(Provided material begins)

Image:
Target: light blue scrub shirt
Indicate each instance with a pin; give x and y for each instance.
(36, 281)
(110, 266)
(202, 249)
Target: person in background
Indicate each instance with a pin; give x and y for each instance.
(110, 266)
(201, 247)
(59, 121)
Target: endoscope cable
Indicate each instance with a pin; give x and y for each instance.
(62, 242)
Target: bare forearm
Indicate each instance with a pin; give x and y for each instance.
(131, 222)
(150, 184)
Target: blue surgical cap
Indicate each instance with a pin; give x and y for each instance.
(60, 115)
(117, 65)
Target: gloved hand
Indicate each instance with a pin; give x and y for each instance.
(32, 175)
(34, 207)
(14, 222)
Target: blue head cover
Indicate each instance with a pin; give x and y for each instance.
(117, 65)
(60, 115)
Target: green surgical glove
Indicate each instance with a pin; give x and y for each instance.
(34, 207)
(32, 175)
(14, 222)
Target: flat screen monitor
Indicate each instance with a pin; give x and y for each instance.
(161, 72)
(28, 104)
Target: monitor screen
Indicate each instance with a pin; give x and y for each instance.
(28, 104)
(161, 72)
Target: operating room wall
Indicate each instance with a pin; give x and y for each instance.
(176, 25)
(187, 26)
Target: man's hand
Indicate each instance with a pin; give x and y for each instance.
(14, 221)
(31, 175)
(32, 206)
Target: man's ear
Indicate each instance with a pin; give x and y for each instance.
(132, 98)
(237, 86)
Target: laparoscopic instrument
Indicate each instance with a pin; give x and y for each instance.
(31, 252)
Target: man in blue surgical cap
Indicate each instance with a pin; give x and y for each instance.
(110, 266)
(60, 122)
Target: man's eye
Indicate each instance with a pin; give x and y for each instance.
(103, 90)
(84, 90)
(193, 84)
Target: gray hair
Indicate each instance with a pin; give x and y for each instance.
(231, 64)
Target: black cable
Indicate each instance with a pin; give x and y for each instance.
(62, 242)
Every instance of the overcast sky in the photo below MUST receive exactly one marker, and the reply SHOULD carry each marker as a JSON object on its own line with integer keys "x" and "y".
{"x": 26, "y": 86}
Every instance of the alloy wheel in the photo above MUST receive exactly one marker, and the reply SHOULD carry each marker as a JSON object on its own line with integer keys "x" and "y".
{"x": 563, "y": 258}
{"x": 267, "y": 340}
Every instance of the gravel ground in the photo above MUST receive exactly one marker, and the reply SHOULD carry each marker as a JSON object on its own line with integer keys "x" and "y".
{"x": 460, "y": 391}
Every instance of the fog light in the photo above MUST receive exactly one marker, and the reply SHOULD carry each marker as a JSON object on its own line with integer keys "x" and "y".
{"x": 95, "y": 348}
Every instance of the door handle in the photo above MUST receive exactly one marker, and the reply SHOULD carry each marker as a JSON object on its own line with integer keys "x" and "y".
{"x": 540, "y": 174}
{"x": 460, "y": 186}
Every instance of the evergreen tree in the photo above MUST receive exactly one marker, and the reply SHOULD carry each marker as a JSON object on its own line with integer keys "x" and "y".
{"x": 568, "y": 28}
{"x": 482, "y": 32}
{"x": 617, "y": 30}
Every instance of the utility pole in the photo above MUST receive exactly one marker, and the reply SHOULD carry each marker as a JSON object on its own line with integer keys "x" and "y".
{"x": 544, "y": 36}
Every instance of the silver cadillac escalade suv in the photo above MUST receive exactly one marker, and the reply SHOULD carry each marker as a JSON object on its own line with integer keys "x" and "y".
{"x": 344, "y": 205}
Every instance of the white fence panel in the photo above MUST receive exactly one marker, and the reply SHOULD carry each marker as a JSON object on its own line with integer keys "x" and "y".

(Provided material ends)

* Work order
Your response should consist solely of the lines from the one that holds "Every instance of the gravel" through the end of the listing above, reproduced exactly.

* Answer section
Every instance of the gravel ground in the photo above MUST receive exactly one marker, and the reply SHOULD carry each marker as a JSON object on its own line with integer keys "x" and "y".
{"x": 460, "y": 391}
Every instance of the fog light in the photo above MUST receive exactly one marker, and the reply SHOULD carry each marker as a JSON object on its own line with integer keys "x" and "y".
{"x": 95, "y": 348}
Every instance of the door handle in the photo above MUST receive exactly one marker, and the reply SHOULD carry each marker as a JSON object on its own line with integer keys "x" and "y".
{"x": 540, "y": 174}
{"x": 460, "y": 186}
Every instance of the evergreen tree in the photo above MUST receive exactly one marker, and the reply SHOULD carry each marker as a JSON object on its own line with integer keys "x" and "y".
{"x": 568, "y": 28}
{"x": 482, "y": 32}
{"x": 617, "y": 30}
Every instance of the utility pole in the photo above MUST receive exactly one marker, and the reply SHOULD carry each marker as a JSON object on its own line with integer keys "x" and "y".
{"x": 544, "y": 36}
Every instance of the silver cadillac escalade suv in the photo above MUST receive exactly one marker, and the reply SHOULD carry each marker as a JSON object on its own line with integer keys "x" and "y".
{"x": 344, "y": 205}
Every instance of the white fence panel in the photo above MUST receive exactly one marker, and the reply SHOULD carry each marker as a JSON object on its own line with integer keys "x" and "y".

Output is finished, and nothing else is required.